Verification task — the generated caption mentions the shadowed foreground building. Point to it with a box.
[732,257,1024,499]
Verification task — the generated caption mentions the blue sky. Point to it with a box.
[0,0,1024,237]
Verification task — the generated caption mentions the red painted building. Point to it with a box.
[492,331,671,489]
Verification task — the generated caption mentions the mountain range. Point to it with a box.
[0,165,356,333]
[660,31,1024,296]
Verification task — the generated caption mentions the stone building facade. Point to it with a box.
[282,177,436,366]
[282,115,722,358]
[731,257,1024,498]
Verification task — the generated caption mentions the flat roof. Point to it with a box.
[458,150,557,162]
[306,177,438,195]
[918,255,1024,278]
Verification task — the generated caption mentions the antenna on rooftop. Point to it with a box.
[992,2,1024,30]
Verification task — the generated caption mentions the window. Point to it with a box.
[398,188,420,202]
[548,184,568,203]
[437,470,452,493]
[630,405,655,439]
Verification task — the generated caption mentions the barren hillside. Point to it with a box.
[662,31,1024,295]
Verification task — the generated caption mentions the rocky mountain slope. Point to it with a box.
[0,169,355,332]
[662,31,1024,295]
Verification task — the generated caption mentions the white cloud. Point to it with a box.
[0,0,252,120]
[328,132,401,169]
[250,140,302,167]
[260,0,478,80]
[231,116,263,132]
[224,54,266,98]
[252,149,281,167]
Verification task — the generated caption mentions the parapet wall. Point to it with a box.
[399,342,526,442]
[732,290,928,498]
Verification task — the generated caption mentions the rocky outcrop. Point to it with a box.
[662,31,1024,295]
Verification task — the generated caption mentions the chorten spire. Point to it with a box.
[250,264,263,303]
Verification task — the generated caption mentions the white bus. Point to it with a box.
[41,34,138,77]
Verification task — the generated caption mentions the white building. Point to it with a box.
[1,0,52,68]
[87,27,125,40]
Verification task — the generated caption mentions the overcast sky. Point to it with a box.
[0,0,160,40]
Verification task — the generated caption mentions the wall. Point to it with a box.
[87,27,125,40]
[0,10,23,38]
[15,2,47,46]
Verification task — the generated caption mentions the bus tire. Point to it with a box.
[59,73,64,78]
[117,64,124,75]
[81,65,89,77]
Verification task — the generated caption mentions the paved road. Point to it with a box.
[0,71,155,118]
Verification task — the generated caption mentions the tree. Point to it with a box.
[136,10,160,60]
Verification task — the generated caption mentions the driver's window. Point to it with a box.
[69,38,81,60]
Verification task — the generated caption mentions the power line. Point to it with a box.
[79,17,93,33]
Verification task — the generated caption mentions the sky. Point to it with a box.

•••

EXERCISE GOAL » Pick out every line in the rows above that contains the word "rocky" and copy each one.

TASK RESULT »
Verification task — the generated caption mentions the rocky mountain slope. Point to it with a box.
Verification task — the generated caption mentions the rocky outcrop. Point to it with a box.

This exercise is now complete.